◆ **WRITTEN INSTRUCTION**:
Update the lines below by changing every "Retail shelf audit" to "Store shelf review" and keeping everything else the same. Leave the pictures out of your answer.

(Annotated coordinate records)
═══
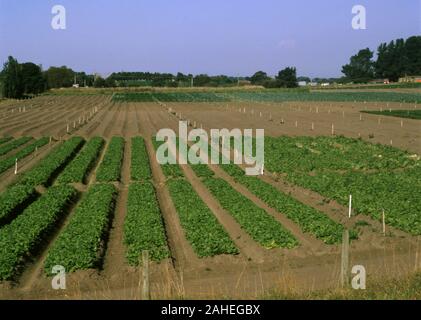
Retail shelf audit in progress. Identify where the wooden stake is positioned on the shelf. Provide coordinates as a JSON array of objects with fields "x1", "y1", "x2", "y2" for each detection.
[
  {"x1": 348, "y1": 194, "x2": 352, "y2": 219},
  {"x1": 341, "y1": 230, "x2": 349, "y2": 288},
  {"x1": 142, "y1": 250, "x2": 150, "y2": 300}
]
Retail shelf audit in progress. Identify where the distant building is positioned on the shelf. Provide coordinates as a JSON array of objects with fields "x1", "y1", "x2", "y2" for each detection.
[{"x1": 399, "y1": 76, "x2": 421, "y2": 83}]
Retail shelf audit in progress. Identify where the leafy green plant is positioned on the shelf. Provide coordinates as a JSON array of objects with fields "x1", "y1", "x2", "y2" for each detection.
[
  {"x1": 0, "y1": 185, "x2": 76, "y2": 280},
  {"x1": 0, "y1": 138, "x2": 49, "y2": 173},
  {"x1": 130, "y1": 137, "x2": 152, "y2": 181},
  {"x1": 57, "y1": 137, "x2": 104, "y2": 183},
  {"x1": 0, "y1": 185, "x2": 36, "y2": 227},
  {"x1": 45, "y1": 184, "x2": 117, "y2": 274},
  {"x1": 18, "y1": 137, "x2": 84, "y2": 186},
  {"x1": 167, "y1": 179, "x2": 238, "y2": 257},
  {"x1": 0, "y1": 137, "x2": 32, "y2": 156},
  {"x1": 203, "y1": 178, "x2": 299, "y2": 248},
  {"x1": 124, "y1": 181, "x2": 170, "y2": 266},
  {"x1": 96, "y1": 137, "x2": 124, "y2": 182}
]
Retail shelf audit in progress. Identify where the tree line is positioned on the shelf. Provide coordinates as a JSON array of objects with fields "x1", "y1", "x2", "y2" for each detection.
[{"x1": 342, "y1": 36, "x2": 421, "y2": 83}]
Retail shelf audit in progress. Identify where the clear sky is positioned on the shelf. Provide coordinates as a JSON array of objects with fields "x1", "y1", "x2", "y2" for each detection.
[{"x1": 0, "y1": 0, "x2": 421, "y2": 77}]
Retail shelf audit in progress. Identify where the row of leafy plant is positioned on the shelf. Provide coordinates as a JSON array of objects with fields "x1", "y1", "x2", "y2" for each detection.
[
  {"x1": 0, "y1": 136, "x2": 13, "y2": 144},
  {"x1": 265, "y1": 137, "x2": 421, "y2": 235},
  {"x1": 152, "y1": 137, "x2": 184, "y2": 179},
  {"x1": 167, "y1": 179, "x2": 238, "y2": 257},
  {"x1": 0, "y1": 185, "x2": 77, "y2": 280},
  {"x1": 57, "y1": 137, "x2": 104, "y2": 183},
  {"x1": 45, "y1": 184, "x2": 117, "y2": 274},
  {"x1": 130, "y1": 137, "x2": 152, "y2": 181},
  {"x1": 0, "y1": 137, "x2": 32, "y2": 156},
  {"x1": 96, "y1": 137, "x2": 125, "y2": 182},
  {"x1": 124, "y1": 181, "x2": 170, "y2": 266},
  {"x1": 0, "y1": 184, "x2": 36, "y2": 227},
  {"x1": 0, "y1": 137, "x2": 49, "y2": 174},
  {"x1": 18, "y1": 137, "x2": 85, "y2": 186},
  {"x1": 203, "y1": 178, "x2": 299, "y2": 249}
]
═══
◆ **CORRECT OUTPUT**:
Store shelf review in progress. Identify where the wooden stake is positioned on the shelf. Provide coordinates as a JSON array of objects with fields "x1", "y1", "x2", "y2" for each detection.
[
  {"x1": 348, "y1": 194, "x2": 352, "y2": 219},
  {"x1": 341, "y1": 230, "x2": 349, "y2": 288},
  {"x1": 142, "y1": 250, "x2": 150, "y2": 300}
]
Store shelf review in progress. Identify where the distant building is positioned on the shelf. Provide coordinates as a JSON array of objects with fields "x1", "y1", "x2", "y2" for each detection.
[{"x1": 399, "y1": 76, "x2": 421, "y2": 83}]
Store shelf review in progress. Identify where the leafy green plant is positioned on the shelf. Provide coordinates as a JSON array of objects with fields "x1", "y1", "x2", "y2" for each detection.
[
  {"x1": 0, "y1": 185, "x2": 76, "y2": 280},
  {"x1": 0, "y1": 138, "x2": 49, "y2": 173},
  {"x1": 130, "y1": 137, "x2": 152, "y2": 181},
  {"x1": 57, "y1": 137, "x2": 104, "y2": 183},
  {"x1": 0, "y1": 185, "x2": 36, "y2": 227},
  {"x1": 45, "y1": 184, "x2": 117, "y2": 274},
  {"x1": 18, "y1": 137, "x2": 84, "y2": 186},
  {"x1": 167, "y1": 179, "x2": 238, "y2": 257},
  {"x1": 0, "y1": 137, "x2": 32, "y2": 156},
  {"x1": 203, "y1": 178, "x2": 299, "y2": 248},
  {"x1": 124, "y1": 181, "x2": 170, "y2": 266},
  {"x1": 96, "y1": 137, "x2": 124, "y2": 182}
]
Store shelf review in progress. Identify where the tree line is positioned on the shelf. Provide coordinates as a JSON array of objects with fields "x1", "y1", "x2", "y2" for each detection.
[{"x1": 342, "y1": 36, "x2": 421, "y2": 83}]
Store shelf review in progress. Identify where the clear sky is positioned on the shelf. Provide coordinates as a JSON array of objects with fields "x1", "y1", "x2", "y2" for each detection.
[{"x1": 0, "y1": 0, "x2": 421, "y2": 77}]
Store shelf review in progress. Identify where the row of leafy plant is positioned on the shelf. Provide coordinates as a JSON array of objects with fields "x1", "y1", "x2", "y2" for each detection.
[
  {"x1": 0, "y1": 136, "x2": 13, "y2": 144},
  {"x1": 265, "y1": 137, "x2": 421, "y2": 235},
  {"x1": 152, "y1": 137, "x2": 184, "y2": 179},
  {"x1": 167, "y1": 179, "x2": 238, "y2": 257},
  {"x1": 0, "y1": 185, "x2": 77, "y2": 280},
  {"x1": 57, "y1": 137, "x2": 104, "y2": 183},
  {"x1": 45, "y1": 184, "x2": 117, "y2": 274},
  {"x1": 130, "y1": 137, "x2": 152, "y2": 181},
  {"x1": 0, "y1": 137, "x2": 32, "y2": 156},
  {"x1": 96, "y1": 137, "x2": 125, "y2": 182},
  {"x1": 124, "y1": 181, "x2": 170, "y2": 266},
  {"x1": 0, "y1": 184, "x2": 36, "y2": 227},
  {"x1": 0, "y1": 137, "x2": 49, "y2": 174},
  {"x1": 18, "y1": 137, "x2": 85, "y2": 186},
  {"x1": 203, "y1": 178, "x2": 299, "y2": 249}
]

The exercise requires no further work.